%%

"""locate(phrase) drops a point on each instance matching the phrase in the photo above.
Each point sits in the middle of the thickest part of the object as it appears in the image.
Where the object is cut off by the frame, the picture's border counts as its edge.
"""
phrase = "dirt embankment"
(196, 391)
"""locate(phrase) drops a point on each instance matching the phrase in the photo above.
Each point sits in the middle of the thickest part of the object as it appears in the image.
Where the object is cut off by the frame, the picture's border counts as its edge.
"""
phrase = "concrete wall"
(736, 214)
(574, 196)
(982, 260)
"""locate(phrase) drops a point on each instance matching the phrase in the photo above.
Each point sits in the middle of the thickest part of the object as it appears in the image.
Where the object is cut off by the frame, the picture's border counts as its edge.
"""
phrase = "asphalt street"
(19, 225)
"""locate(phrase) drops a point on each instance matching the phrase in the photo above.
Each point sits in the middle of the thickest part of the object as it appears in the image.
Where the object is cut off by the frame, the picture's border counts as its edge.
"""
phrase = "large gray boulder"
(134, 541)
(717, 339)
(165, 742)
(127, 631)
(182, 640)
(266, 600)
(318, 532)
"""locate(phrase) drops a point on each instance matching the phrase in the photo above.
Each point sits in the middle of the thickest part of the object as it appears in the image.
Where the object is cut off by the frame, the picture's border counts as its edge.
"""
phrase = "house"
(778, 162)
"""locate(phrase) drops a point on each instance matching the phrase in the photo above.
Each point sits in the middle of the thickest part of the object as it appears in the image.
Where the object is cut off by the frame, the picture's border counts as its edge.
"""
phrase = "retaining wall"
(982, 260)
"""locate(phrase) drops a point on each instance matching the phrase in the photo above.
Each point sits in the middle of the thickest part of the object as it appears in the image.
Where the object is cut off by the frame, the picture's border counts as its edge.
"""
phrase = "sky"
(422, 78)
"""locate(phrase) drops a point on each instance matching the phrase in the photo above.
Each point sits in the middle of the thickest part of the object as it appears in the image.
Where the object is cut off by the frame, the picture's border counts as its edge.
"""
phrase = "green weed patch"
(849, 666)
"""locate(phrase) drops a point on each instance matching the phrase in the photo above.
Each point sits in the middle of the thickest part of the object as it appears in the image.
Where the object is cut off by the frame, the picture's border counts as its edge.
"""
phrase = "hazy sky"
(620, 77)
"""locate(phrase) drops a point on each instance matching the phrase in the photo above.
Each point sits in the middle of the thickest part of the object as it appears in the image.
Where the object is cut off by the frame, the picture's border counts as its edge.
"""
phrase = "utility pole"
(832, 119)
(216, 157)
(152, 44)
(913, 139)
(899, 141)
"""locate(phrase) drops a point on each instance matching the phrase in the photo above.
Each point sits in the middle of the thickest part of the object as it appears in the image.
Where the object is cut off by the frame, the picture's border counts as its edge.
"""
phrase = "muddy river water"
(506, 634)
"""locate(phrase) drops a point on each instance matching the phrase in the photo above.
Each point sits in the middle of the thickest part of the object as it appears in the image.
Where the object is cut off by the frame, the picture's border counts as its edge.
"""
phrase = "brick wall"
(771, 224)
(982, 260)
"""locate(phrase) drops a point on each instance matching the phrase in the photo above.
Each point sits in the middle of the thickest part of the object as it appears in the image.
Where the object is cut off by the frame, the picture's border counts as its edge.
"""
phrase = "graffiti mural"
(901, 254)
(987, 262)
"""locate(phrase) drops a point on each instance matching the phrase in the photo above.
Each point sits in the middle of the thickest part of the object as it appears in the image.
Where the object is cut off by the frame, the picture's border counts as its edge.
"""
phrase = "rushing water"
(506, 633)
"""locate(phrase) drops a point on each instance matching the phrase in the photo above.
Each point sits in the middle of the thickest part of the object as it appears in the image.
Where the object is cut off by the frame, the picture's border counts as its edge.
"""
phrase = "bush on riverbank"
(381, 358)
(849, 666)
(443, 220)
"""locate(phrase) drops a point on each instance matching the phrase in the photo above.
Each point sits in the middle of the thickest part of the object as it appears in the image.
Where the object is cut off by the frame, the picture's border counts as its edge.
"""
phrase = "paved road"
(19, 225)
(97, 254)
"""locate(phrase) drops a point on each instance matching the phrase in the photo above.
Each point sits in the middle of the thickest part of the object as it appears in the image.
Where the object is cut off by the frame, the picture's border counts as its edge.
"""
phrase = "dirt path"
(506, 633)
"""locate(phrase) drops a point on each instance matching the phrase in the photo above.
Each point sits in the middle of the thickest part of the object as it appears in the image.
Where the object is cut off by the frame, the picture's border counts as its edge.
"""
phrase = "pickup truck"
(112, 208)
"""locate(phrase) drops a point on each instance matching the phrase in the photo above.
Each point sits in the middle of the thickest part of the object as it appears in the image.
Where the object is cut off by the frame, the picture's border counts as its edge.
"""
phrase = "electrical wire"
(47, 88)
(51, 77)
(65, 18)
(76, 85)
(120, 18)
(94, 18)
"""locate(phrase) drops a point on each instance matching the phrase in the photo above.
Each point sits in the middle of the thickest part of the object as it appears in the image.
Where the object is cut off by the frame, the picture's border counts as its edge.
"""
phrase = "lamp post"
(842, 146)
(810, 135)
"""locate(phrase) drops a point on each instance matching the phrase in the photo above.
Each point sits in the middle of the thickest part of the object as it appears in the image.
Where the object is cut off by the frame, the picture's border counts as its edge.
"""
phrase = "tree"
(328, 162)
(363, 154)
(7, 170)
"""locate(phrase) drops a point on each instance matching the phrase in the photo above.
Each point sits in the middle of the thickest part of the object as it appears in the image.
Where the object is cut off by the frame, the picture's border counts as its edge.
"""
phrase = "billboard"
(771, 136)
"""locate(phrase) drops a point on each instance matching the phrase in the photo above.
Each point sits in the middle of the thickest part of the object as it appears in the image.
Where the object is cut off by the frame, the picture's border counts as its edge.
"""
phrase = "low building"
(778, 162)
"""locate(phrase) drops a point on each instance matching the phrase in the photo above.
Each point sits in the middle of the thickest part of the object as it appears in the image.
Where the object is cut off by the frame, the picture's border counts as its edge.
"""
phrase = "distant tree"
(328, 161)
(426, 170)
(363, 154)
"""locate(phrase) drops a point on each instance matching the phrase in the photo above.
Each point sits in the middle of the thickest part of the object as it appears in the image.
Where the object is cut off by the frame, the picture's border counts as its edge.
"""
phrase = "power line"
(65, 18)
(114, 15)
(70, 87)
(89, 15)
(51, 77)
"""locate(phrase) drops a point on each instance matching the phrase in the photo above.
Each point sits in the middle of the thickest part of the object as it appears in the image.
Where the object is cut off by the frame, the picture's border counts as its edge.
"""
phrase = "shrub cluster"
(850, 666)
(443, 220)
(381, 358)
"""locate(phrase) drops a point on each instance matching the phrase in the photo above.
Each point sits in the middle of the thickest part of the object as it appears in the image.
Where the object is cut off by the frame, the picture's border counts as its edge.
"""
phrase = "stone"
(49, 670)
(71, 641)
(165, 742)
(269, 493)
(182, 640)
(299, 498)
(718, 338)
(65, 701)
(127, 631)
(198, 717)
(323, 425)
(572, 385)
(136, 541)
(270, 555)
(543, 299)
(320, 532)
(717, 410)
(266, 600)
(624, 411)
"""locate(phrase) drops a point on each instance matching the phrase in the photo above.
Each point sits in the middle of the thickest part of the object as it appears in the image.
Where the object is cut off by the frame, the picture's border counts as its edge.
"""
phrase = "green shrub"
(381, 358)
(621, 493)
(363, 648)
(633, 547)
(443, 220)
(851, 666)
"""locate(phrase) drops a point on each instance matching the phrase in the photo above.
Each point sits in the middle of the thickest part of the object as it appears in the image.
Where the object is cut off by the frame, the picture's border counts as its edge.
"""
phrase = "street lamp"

%%

# Problem
Copy out the entries in full, exactly as they appear.

# Response
"""locate(phrase) drops a point on each instance matching the phrase in the photo above.
Each point sits in the middle of the thickest part of the object as it appears in the image.
Where the object is cut off by the frame, the picture's border counts as its edge.
"""
phrase = "dirt embankment"
(196, 391)
"""locate(phrase) drops a point on each instance matching the phrase in the photo above.
Each point sits in the middle of the thickest part of the object as it appears in the image.
Where the object is cut off by the frame, the picture's border counts as its edge.
"""
phrase = "concrete wall"
(736, 214)
(574, 196)
(982, 260)
"""locate(phrase) drops a point on each instance matching the phrase in the photo above.
Each point sits in the middle of the thickest part of the object as it appears in the image.
Where the object is cut off by the frame, the picture's border counts as its edge.
"""
phrase = "asphalt street"
(19, 225)
"""locate(phrase) drops a point on each instance matching the phrase in the photo above.
Each point sits in the middle of the thickest part of the object as it appears in the image.
Where the object is cut off by the frame, the picture's border counts as its edge.
"""
phrase = "large gray boulder"
(134, 541)
(717, 339)
(165, 742)
(127, 631)
(182, 640)
(266, 600)
(318, 532)
"""locate(phrase) drops a point on each instance matching the phrase in the photo above.
Each point sits in the middle of the thickest part of the object as it appears in the image.
Where the object is cut off by the frame, the picture's border counts as its edge.
"""
phrase = "house"
(778, 162)
"""locate(phrase) drops a point on each instance matching the phrase in the photo above.
Each point sits in the middle of the thickest part of the object as it appears in the image.
Where the object is cut off by the frame, the picture's border counts as its edge.
"""
phrase = "retaining wall"
(982, 260)
"""locate(phrase) drops a point on each instance matching the phrase in the photo above.
Each point sits in the middle of the thickest part of the object as it appears in the image.
Where the object is cut off by the frame, the picture's border counts as its edge.
"""
phrase = "sky"
(422, 78)
"""locate(phrase) drops a point on each instance matching the phrase in the photo above.
Each point sits in the middle of the thickest part of the object as it appears in the image.
Where the object is cut off by the frame, the picture's border counts as its edge.
"""
phrase = "green weed patch"
(849, 666)
"""locate(phrase) drops a point on each instance matching the phrase in the photo above.
Each point sits in the middle of the thickest part of the object as it appears in the image.
Where the object is cut off by the frame, the picture's border counts as its edge.
"""
phrase = "hazy sky"
(620, 77)
"""locate(phrase) drops a point on each instance matching the phrase in the photo above.
Each point sits in the middle of the thickest part of the object as it appears in the image.
Where the object is cut off by the frame, the picture's border counts as its edge.
"""
phrase = "utility pole"
(832, 119)
(216, 157)
(152, 44)
(913, 139)
(899, 141)
"""locate(phrase) drops a point on each instance matching the phrase in the photo above.
Each point sits in the middle of the thickest part of the object as it appears in the image.
Where the object is cut off by the frame, the picture's border counts as its edge.
"""
phrase = "muddy river water"
(506, 634)
"""locate(phrase) drops a point on each instance matching the phrase in the photo above.
Each point sits in the middle of the thickest part of the object as it appears in the image.
Where the object is cut off by the frame, the picture's border counts as its edge.
"""
phrase = "brick wall"
(771, 224)
(982, 260)
"""locate(phrase) drops a point on each instance matching the phrase in the photo above.
Each point sits in the middle of the thickest part of the object as it appears in the image.
Where the object is cut off by the frame, the picture's border counts as its edge.
"""
phrase = "graffiti mural"
(901, 254)
(987, 262)
"""locate(phrase) drops a point on each instance matching the phrase in the photo above.
Each point sits in the middle of the thickest part of the object as it appears in the image.
Where the object is cut off by the frame, the picture's border counts as its edge.
"""
phrase = "rushing water"
(506, 633)
"""locate(phrase) drops a point on each instance matching the phrase in the photo above.
Each point sits in the middle of the thickest part of the object as it appears in the image.
Where the object is cut off by the frame, the picture's border counts as its edge.
"""
phrase = "bush on riverbank"
(381, 358)
(849, 666)
(443, 220)
"""locate(phrase) drops a point on each instance matching the phrase in the photo above.
Each point sits in the middle of the thickest part of the object as it appears in the image.
Where the object is cut off by the frame, the picture's border counts as its edge.
"""
phrase = "paved road"
(19, 225)
(97, 254)
"""locate(phrase) drops a point on each instance matching the phrase in the photo above.
Each point sits in the middle of the thickest part of the object as it appears in the image.
Where the object is cut off by the frame, the picture's border counts as its edge.
"""
phrase = "dirt path"
(506, 633)
"""locate(phrase) drops a point on each instance matching the phrase in the photo above.
Each point sits in the middle of the thickest part of the object as it appears in the image.
Where the object is cut off by the frame, the picture's border counts as its edge.
"""
phrase = "pickup truck"
(112, 208)
"""locate(phrase) drops a point on each instance matching the phrase in the photo above.
Each point sits in the middle of the thickest part of the object as it appears in the image.
Where the object is cut off by the frame, the picture's border counts as its edge.
"""
phrase = "electrical wire"
(47, 88)
(51, 77)
(65, 18)
(76, 85)
(120, 18)
(94, 18)
"""locate(phrase) drops a point on each instance matching the phrase in the photo above.
Each point sits in the middle of the thickest part of the object as it appears in the image.
Where the object is cut off by the frame, the picture's border counts as its edge.
"""
phrase = "lamp post"
(842, 146)
(810, 135)
"""locate(phrase) drops a point on each instance matching the phrase in the photo above.
Each point sits in the middle of the thickest part of the object as it appears in the image.
Where the object is cut off by the frame, the picture's border counts as its edge.
"""
phrase = "tree"
(328, 162)
(363, 154)
(7, 170)
"""locate(phrase) drops a point on each instance matching the phrase in the photo above.
Each point sits in the middle of the thickest part of the object as it appears in the image.
Where the object is cut off by the frame, the picture's border counts as its edge.
"""
phrase = "billboard"
(771, 136)
"""locate(phrase) drops a point on each instance matching the phrase in the photo above.
Each point sits in the middle of the thickest part of the object as it appears in the image.
Where the object is cut off by the frame, the picture's border counts as its edge.
"""
phrase = "low building"
(778, 162)
"""locate(phrase) drops a point on each instance matching the phrase in the photo above.
Each point sits in the middle of the thickest part of the object as it appears in the image.
Where the object is cut off by the frame, the picture's border counts as its edge.
"""
phrase = "distant tree"
(328, 161)
(426, 170)
(363, 154)
"""locate(phrase) drops a point on each instance matching the phrase in the photo above.
Each point sits in the middle of the thickest part of the object as it appears in the image.
Where the object is cut off by the frame, the picture's border counts as its edge.
"""
phrase = "power line"
(65, 18)
(114, 15)
(70, 87)
(89, 15)
(51, 77)
"""locate(phrase) drops a point on each instance matching the phrase in the photo above.
Each point sits in the middle of the thickest part of the object as it appears in the image.
Where the object is cut off by the frame, the picture's border counts as its edge.
"""
phrase = "shrub cluster"
(850, 666)
(443, 220)
(381, 358)
"""locate(phrase) drops a point on each instance matching the phrase in the photo above.
Each point sits in the middle of the thickest part of the object as it appears in the image.
Where the object is cut off by the frame, the picture's border counts as its edge.
"""
phrase = "stone"
(49, 670)
(71, 641)
(165, 742)
(269, 493)
(182, 640)
(299, 498)
(718, 338)
(65, 701)
(127, 631)
(198, 717)
(323, 425)
(572, 385)
(136, 541)
(270, 555)
(543, 299)
(320, 532)
(717, 410)
(266, 600)
(624, 411)
"""locate(phrase) drops a point on each instance matching the phrase in the photo above.
Each point sits in the middle of the thickest part of the object as it appears in the image.
Where the object is cut off by the frame, the picture's border counts as its edge.
"""
phrase = "green shrub"
(381, 358)
(621, 493)
(363, 648)
(633, 547)
(443, 220)
(851, 666)
"""locate(phrase) drops a point on each instance matching the phrase in the photo above.
Each point sits in the middle of the thickest part of the object as it appears in the image.
Where the object is cut off by the frame, the picture's border counts as its edge.
"""
phrase = "street lamp"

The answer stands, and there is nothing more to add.